## Reading text
[Start of Attachment]

Teacher “safety strikes” being actively considered in Louisiana COVID hotspots


The American Federation of Teachers threatens to back “safety strikes” in certain areas of the country, if more is not done to assure the safety of teachers and students when fall classes resume.

Louisiana Federation of Teachers President Larry Carter says in hotspots across Louisiana union members are having active conversations about potentially staging safety strikes.

“There are some local affiliates even here in Louisiana who have members and community supporters who are seriously thinking about is it safe to open schools,” says Carter.

Two weeks ago when we spoke with Carter he said safety strikes were not being considered, but Carter says since then the situation has deteriorated.

“The numbers of COVID cases in certain areas have spiked even more so, and the trajectory has not gone down. That is one of the main considerations, the safety for not just schools but the community,” says Carter.

The AFT earlier this month adopted a resolution backing the reopening of schools only in areas where the positivity rate for tests was under five percent. Over the past few weeks, the rate hovered around ten percent but recently dropped under eight percent.

Carter says any such strikes would be an option of last resort, but so far they’re not convinced many schools are safe to open next month, and not happy about the lack of progress being made to make that happen.

“Some of those particular school districts or superintendents have not assured parents and employees that they can provide safety measures and protocols that can keep them and their students safe,” says Carter.

The demands are for more funding for PPE, guarantees that teaching spaces will allow for adequate social distancing, and for more strict protocols should an outbreak occur at a school.

[End of Attachment]

## Source material

[Start of Attachment]

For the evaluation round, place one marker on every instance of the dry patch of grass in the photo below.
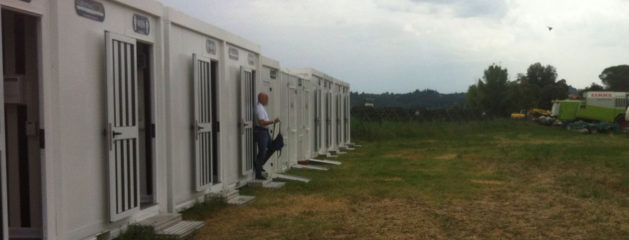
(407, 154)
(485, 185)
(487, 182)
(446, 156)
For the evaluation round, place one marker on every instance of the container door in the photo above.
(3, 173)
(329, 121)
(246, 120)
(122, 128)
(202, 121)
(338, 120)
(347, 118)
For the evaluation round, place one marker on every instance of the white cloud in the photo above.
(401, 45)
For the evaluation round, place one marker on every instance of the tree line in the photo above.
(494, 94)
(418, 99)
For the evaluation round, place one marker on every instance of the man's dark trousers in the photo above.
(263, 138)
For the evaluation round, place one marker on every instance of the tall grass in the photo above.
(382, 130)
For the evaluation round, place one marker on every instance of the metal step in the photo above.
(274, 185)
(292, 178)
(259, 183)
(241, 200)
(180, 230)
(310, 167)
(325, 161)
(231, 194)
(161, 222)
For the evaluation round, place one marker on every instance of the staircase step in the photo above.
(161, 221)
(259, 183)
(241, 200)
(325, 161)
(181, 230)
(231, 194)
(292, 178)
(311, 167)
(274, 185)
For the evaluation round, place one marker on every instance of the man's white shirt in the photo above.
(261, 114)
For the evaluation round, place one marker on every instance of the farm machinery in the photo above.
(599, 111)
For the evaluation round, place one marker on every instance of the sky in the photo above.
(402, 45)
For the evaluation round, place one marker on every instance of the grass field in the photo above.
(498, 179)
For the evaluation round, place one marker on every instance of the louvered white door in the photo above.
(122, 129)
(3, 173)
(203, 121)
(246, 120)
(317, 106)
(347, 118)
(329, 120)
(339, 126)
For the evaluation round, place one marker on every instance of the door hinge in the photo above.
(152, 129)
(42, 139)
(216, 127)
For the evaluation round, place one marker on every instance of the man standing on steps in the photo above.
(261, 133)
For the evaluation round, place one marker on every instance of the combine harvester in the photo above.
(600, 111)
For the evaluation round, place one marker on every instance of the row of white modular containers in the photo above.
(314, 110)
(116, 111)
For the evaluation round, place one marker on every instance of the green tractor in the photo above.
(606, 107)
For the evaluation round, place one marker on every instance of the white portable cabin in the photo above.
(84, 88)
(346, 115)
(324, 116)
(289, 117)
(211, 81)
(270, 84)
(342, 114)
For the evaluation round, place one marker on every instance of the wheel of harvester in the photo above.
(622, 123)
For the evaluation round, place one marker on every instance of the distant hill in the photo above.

[End of Attachment]
[Start of Attachment]

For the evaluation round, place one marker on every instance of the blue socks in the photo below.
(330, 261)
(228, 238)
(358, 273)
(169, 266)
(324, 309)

[End of Attachment]

## Work request
Answer these from the article on teacher safety strikes:
(a) Under what test positivity rate does the AFT resolution back reopening schools?
(b) What does Carter call any such strikes?
(c) What three things are the demands for?

## Task result
(a) Under five percent.
(b) An option of last resort.
(c) More funding for PPE, guarantees that teaching spaces will allow for adequate social distancing, and stricter protocols should an outbreak occur at a school.